RAW DATA -
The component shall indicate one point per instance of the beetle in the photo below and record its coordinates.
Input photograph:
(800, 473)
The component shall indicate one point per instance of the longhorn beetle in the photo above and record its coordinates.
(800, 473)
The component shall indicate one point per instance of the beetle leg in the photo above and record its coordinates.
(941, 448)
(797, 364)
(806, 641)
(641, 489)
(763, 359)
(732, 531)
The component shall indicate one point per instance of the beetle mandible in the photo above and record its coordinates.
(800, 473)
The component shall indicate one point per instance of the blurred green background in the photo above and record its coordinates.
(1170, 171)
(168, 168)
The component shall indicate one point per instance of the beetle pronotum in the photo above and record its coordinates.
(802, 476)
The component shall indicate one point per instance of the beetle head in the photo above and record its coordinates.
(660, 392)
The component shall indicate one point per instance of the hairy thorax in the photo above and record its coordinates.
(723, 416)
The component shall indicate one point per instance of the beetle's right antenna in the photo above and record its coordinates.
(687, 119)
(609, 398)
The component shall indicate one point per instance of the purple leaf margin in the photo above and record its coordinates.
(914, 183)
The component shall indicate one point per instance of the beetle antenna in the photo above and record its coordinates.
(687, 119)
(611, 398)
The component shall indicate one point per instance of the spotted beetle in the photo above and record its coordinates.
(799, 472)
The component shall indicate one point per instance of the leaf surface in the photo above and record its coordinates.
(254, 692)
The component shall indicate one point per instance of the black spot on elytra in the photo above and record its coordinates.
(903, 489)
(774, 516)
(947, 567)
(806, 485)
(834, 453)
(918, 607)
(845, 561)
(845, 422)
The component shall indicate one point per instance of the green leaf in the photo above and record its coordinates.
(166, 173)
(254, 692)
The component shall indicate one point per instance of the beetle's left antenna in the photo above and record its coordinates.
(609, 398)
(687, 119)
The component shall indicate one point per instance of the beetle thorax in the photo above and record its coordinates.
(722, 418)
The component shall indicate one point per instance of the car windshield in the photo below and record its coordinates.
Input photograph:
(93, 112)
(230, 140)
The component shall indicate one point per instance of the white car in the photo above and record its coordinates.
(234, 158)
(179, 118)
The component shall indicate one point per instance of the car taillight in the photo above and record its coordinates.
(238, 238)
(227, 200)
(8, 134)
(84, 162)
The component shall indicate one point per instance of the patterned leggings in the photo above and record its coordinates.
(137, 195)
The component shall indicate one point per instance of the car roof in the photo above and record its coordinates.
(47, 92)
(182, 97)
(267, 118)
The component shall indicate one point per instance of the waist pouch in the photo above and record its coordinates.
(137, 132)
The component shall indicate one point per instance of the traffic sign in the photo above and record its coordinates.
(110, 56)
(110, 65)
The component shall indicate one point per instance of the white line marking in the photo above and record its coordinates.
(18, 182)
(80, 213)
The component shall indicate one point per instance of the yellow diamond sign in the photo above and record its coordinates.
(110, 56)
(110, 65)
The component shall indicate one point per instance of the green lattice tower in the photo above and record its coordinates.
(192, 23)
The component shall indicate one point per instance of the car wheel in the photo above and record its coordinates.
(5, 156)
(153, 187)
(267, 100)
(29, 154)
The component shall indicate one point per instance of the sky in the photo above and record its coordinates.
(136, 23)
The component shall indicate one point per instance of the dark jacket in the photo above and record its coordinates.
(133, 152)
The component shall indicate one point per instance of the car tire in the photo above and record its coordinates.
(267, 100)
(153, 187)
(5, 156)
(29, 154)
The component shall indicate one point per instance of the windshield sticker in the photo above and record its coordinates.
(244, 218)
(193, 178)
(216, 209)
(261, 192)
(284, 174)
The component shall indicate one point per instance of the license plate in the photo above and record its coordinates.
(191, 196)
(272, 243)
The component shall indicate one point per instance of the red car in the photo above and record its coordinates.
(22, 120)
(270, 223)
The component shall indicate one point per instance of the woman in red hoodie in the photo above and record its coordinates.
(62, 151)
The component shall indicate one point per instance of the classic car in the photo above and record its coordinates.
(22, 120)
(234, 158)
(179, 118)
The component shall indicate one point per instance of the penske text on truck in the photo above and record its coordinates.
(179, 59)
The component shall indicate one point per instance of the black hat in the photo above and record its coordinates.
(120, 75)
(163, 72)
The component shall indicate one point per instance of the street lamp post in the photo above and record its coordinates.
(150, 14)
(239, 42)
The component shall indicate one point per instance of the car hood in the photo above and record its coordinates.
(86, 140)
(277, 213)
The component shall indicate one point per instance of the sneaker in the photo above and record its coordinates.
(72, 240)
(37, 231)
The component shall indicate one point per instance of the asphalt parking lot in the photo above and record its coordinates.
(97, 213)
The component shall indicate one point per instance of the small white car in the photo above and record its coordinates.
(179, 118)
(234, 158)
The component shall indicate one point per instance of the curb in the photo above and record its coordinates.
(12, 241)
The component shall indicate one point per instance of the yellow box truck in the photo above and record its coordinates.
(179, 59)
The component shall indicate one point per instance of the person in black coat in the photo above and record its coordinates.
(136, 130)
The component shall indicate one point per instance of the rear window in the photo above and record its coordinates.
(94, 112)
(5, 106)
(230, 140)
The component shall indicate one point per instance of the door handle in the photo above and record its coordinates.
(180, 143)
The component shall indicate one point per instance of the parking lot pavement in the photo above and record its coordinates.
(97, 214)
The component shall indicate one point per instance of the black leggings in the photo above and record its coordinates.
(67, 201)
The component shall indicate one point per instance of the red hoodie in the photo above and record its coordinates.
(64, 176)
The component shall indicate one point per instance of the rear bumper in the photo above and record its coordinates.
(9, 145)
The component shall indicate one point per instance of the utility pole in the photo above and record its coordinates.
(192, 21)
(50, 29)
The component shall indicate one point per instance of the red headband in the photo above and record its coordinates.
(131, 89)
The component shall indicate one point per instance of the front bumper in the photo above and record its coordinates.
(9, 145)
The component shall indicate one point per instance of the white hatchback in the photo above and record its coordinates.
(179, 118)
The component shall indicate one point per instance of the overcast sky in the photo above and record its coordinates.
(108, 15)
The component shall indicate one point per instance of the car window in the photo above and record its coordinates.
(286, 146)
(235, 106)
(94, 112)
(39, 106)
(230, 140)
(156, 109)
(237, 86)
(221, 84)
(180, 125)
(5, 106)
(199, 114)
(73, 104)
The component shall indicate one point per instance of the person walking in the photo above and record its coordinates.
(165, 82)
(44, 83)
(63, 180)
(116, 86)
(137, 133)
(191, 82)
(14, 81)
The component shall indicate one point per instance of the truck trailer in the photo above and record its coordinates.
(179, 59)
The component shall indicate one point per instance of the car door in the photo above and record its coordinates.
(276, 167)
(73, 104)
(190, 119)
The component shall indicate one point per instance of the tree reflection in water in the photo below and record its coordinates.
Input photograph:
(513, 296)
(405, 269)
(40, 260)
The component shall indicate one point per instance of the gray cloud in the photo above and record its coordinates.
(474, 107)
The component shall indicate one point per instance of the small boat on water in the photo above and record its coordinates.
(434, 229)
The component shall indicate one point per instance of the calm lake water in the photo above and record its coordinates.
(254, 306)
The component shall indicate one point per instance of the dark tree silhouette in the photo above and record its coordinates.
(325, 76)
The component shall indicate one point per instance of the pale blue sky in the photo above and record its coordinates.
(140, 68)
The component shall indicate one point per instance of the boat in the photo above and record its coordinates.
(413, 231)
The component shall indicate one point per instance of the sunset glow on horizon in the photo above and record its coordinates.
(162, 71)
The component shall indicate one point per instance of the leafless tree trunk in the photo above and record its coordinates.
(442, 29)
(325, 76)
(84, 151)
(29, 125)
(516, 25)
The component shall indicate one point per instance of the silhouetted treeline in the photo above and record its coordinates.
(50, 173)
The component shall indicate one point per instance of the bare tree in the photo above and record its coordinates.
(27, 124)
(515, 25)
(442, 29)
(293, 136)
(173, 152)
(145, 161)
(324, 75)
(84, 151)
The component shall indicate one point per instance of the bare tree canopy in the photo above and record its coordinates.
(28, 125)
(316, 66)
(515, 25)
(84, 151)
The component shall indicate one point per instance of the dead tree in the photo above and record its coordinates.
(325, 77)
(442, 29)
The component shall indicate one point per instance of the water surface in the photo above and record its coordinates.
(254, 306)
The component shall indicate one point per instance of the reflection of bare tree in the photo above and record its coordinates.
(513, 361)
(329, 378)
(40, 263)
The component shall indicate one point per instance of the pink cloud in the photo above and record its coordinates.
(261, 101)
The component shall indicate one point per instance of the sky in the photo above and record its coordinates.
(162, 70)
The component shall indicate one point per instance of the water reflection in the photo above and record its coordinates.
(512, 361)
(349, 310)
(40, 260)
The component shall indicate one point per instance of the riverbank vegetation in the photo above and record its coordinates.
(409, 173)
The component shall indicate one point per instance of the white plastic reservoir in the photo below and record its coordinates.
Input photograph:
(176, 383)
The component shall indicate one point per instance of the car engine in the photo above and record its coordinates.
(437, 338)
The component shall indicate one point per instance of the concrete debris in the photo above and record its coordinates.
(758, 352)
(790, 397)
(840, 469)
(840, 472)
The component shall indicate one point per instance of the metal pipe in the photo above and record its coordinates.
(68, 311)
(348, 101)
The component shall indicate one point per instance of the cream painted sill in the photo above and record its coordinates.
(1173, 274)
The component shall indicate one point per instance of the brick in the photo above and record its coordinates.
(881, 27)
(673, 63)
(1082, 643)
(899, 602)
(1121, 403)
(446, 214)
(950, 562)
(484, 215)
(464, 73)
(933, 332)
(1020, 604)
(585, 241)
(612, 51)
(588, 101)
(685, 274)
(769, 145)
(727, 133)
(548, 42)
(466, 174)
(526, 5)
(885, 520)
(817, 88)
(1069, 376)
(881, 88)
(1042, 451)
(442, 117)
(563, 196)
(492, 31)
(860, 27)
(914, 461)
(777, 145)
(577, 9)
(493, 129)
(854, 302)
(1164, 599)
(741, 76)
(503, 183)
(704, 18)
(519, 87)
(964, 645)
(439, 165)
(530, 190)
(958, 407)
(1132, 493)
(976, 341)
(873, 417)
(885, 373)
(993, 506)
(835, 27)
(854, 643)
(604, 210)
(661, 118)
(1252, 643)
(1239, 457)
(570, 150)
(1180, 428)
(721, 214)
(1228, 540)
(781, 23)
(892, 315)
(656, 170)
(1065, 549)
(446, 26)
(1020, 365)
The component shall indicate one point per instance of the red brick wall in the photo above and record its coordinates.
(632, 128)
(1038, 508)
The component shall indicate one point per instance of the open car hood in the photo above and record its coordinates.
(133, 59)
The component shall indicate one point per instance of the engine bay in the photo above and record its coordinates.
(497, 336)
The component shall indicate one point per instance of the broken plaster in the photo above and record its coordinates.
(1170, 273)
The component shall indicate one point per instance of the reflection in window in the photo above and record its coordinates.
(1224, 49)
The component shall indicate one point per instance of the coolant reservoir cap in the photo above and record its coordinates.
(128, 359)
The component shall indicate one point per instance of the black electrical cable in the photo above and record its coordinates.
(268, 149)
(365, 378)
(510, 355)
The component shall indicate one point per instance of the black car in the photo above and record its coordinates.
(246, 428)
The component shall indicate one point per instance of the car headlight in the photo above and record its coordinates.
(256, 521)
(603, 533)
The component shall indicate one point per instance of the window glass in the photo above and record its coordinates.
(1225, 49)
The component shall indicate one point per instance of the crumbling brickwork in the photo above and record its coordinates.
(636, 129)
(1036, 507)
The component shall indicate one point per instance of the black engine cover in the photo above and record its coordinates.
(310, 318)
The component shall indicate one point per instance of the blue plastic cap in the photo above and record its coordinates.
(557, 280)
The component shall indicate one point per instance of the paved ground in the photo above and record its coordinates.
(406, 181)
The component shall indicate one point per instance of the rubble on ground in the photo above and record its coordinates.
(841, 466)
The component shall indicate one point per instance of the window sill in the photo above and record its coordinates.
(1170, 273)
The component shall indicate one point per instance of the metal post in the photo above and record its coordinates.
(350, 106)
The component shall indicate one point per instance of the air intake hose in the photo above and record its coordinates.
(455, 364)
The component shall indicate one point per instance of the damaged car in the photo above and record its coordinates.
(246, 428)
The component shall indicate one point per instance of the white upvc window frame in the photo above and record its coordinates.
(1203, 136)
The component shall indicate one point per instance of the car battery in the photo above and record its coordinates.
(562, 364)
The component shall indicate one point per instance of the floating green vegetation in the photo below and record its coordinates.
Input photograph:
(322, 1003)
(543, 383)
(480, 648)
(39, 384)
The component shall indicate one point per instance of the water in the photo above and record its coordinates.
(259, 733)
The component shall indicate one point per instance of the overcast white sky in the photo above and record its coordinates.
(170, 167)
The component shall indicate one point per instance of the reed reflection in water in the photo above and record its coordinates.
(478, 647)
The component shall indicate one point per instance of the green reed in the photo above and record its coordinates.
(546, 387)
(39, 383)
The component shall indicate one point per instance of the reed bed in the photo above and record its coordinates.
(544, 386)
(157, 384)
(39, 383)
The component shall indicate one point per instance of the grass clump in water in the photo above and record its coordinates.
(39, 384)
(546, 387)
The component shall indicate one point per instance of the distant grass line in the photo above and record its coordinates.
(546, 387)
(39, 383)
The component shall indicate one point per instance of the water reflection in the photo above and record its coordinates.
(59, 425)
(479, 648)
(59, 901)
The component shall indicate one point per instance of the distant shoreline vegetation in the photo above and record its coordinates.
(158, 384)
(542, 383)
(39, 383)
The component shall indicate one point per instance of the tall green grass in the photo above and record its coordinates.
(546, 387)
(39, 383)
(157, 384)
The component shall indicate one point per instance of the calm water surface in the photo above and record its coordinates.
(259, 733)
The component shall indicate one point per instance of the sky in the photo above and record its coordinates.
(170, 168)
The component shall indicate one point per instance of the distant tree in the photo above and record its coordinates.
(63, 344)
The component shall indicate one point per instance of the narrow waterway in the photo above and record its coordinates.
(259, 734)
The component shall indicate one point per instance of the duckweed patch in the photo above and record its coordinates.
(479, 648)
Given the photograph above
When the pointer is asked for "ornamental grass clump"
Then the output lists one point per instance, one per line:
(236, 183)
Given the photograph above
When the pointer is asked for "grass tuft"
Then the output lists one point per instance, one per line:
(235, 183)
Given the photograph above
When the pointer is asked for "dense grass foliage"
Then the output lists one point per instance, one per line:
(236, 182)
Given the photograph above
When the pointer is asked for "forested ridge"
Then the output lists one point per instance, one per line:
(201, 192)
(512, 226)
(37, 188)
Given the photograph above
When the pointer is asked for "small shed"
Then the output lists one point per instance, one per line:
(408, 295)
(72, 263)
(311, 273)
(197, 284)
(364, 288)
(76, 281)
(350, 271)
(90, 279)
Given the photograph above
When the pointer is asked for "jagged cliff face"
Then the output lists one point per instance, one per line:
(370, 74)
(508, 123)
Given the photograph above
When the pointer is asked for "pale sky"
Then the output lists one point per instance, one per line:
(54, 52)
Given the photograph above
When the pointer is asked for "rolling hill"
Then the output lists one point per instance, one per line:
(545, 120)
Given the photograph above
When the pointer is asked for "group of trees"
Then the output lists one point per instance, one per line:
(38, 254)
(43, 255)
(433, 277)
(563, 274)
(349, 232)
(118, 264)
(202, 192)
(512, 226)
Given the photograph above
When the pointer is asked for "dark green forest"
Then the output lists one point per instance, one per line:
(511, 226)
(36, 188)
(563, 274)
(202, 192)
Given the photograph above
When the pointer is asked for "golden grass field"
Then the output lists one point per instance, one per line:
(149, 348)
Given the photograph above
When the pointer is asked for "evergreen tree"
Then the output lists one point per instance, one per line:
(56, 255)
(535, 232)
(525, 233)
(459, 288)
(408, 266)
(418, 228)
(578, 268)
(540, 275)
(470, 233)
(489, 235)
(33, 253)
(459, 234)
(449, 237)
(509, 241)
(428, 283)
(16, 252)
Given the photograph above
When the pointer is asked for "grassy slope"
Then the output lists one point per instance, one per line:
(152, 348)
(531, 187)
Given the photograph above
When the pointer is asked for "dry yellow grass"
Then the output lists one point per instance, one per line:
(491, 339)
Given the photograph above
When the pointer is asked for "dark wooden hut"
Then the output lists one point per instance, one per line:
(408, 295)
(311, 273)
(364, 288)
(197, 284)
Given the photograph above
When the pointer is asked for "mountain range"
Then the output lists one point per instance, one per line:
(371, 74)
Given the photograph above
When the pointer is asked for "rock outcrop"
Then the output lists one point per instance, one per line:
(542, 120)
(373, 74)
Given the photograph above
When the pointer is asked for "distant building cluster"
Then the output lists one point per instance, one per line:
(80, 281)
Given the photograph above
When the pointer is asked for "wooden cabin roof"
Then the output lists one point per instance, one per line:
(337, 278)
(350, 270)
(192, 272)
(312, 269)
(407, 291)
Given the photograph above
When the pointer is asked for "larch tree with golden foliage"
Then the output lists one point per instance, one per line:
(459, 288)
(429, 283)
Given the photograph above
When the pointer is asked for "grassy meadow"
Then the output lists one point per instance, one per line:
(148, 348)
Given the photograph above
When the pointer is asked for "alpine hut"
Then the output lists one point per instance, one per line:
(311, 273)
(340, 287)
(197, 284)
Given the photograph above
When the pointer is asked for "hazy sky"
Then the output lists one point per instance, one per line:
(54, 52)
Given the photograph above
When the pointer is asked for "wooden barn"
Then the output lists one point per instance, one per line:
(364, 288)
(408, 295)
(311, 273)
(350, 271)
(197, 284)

PROBLEM DETAILS - How many lines of the material above contain the word "small"? Reply with the number alone.

COMPLETE OUTPUT - 3